» **Description of the task**
Wherever "body" turns up in the entries, copy out the line that holds it.

» **Given information**
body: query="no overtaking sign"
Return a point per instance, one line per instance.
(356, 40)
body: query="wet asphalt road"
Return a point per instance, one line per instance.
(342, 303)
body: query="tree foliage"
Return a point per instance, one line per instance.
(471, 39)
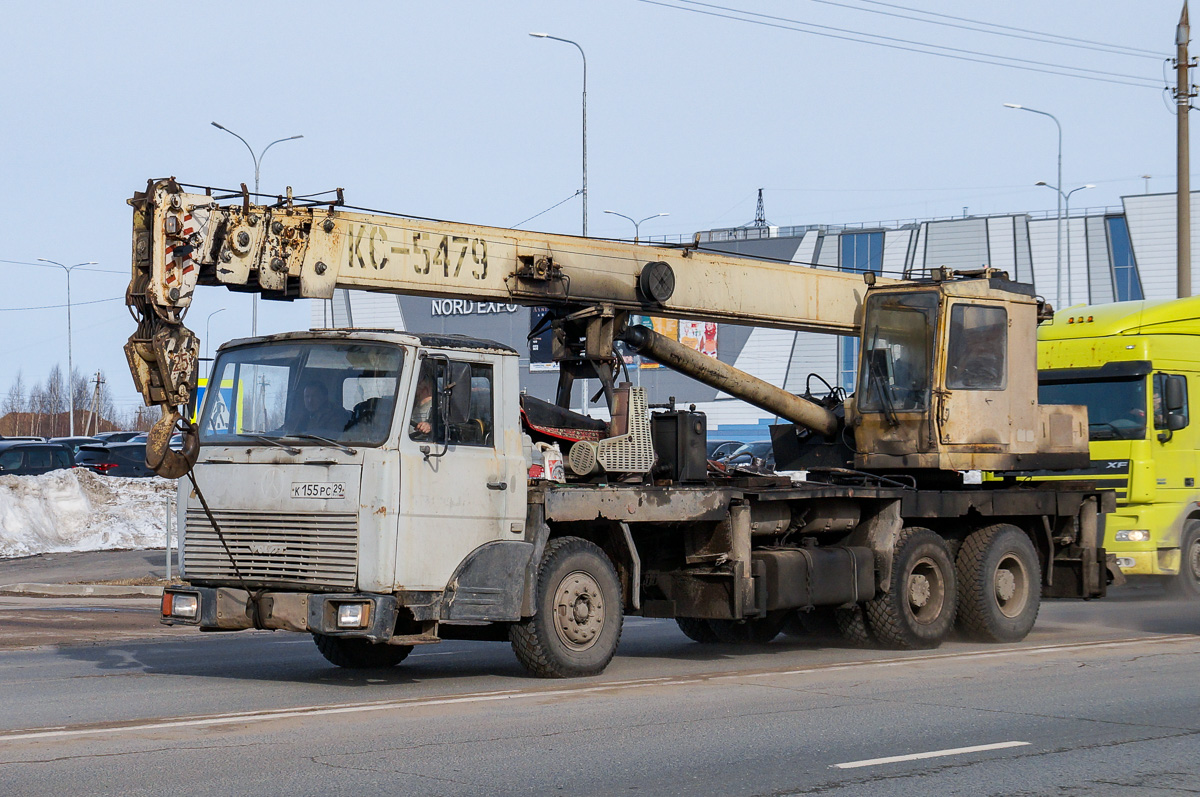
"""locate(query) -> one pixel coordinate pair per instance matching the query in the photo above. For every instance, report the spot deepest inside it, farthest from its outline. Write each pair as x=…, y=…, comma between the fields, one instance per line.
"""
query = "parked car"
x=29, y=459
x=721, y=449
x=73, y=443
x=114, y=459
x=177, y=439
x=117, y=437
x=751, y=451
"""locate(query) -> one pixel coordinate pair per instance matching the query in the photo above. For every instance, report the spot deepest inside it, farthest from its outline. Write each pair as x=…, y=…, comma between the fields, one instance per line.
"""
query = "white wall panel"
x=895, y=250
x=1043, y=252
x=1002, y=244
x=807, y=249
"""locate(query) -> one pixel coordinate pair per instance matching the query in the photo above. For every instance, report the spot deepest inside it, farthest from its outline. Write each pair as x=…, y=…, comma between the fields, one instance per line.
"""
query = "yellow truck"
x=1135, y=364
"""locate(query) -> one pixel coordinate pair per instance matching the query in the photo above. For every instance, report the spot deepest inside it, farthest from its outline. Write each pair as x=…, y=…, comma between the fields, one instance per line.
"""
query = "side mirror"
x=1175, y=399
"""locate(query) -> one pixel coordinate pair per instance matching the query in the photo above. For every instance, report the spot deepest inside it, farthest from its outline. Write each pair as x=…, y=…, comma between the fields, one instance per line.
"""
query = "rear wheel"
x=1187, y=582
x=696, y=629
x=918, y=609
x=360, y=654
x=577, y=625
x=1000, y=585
==
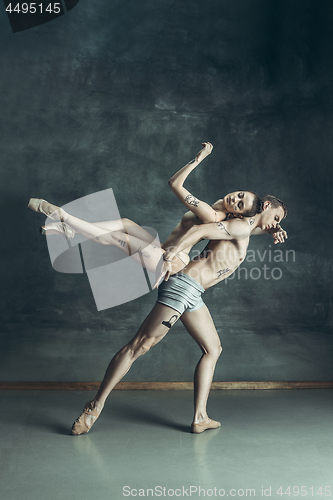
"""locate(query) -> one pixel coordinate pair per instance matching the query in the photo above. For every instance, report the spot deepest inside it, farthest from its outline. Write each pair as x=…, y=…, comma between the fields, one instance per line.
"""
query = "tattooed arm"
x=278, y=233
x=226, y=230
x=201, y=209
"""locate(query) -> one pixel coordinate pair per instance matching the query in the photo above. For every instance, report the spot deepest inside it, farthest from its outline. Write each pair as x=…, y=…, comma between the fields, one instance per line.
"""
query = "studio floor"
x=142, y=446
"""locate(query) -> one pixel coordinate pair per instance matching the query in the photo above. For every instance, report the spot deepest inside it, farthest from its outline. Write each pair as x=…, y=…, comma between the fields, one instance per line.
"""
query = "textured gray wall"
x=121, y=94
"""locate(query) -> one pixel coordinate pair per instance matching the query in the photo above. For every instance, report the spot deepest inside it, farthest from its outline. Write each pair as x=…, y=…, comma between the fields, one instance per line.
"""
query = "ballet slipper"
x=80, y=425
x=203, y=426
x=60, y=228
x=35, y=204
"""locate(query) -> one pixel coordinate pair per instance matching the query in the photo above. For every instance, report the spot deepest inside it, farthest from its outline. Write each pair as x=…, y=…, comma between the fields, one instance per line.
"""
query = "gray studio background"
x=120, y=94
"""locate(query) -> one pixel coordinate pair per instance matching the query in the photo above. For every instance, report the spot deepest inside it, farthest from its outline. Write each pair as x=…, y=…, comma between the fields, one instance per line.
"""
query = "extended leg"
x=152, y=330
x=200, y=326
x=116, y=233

» **Output below**
body: query="no overtaking sign"
body: query="wet asphalt road"
body: query="tree foliage"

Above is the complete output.